§ **REQUIRED WORK**: Rescale the stretch from the line containing "Mark each instance of the pier decking" through the end of the records, reproducing every line in that range, requests included. Multiply each answer coordinate by 2.55 and round to a whole number, with halves rounded up, while leaving the coordinates in the requests and their format samples unchanged.
··· TASK MATERIAL
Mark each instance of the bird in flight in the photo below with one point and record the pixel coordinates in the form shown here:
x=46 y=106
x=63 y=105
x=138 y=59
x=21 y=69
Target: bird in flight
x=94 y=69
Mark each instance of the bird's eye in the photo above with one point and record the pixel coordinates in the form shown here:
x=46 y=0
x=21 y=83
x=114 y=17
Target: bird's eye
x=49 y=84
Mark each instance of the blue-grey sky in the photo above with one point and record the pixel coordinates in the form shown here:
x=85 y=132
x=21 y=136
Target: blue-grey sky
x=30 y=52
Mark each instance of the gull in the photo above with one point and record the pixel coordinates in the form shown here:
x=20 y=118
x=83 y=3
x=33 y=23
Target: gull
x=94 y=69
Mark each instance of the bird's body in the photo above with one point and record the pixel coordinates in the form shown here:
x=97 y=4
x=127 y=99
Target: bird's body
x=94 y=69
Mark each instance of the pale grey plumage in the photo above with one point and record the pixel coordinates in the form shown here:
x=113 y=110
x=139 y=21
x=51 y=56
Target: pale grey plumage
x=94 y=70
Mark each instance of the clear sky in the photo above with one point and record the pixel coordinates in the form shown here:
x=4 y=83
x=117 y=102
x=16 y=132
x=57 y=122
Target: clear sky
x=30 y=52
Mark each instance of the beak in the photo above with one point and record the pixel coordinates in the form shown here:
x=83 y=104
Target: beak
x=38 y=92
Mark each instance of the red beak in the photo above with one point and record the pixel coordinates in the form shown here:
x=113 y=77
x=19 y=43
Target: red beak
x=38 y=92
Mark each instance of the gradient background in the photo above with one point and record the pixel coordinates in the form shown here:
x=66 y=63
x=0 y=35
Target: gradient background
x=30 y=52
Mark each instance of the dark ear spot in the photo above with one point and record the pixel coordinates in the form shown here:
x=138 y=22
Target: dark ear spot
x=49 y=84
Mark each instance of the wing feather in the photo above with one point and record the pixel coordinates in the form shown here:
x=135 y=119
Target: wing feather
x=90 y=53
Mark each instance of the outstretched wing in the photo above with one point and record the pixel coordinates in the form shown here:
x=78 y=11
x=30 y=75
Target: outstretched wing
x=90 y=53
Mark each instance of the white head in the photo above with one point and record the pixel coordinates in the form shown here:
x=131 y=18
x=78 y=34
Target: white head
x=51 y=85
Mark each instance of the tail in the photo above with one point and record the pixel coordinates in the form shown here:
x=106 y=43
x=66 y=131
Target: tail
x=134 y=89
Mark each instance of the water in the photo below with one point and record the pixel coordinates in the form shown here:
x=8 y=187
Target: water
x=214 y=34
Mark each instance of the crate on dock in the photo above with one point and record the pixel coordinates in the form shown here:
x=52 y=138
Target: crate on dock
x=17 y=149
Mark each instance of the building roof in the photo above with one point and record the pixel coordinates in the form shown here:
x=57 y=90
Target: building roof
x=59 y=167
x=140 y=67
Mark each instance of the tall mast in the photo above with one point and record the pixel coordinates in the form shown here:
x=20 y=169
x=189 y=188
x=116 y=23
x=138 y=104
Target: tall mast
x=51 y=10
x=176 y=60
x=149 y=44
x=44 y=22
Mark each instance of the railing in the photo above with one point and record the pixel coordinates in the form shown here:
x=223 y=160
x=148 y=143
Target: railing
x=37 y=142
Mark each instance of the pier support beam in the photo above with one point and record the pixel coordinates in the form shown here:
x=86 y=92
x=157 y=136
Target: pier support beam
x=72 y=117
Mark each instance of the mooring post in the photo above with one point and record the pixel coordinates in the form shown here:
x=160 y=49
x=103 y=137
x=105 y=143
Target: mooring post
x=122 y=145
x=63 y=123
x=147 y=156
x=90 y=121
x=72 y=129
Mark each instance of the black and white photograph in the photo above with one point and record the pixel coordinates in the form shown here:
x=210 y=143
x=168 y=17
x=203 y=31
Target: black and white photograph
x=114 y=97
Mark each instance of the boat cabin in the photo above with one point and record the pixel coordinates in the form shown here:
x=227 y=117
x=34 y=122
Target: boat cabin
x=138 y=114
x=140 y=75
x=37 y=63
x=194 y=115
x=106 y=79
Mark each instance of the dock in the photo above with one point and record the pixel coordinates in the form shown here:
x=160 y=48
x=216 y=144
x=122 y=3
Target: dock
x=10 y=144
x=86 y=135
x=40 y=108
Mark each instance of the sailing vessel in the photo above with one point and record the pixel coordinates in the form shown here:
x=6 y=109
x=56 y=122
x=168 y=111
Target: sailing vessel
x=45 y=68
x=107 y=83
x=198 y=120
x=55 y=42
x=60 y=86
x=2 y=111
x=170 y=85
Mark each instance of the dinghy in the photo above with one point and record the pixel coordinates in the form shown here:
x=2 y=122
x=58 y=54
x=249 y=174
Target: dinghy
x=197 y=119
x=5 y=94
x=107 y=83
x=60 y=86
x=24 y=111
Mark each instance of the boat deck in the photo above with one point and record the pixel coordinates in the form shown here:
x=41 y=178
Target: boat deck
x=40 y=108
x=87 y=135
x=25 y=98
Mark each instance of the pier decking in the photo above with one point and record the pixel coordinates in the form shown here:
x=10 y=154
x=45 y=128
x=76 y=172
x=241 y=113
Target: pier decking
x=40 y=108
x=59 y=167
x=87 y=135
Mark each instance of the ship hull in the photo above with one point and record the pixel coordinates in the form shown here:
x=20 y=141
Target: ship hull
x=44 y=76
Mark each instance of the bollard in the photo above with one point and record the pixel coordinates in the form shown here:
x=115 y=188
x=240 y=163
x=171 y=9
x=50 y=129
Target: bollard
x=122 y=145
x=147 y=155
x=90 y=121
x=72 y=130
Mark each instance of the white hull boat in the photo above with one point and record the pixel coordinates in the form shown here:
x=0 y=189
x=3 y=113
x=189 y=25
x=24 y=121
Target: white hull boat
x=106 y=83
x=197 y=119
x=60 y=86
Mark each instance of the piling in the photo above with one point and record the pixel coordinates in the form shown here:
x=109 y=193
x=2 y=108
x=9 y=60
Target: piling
······
§ **FINISHED TASK**:
Mark each instance of the pier decking in the photo above with one point and record the pixel coordinates in the form shown here:
x=10 y=154
x=45 y=128
x=76 y=172
x=241 y=113
Target: pier decking
x=102 y=275
x=150 y=426
x=222 y=344
Mark each instance of the ship hull in the photo above with one point and record the pixel coordinates in the form shown here:
x=20 y=141
Target: ship hull
x=112 y=194
Mark each instance of the bollard in the photo above with one point and record the pixel coordinates in the form shown here:
x=115 y=188
x=240 y=163
x=171 y=9
x=50 y=129
Target: bollard
x=311 y=370
x=375 y=395
x=230 y=309
x=184 y=332
Mark each instance of the white hull boat in the photo above with one point and record the pixel coordinates in the form shown here:
x=0 y=189
x=3 y=113
x=189 y=25
x=24 y=121
Target: white hull boat
x=270 y=212
x=502 y=303
x=153 y=219
Mark each instance of the piling in the photo above with one point and record the pixel coordinates in the form shown here:
x=109 y=193
x=2 y=108
x=9 y=60
Target: piling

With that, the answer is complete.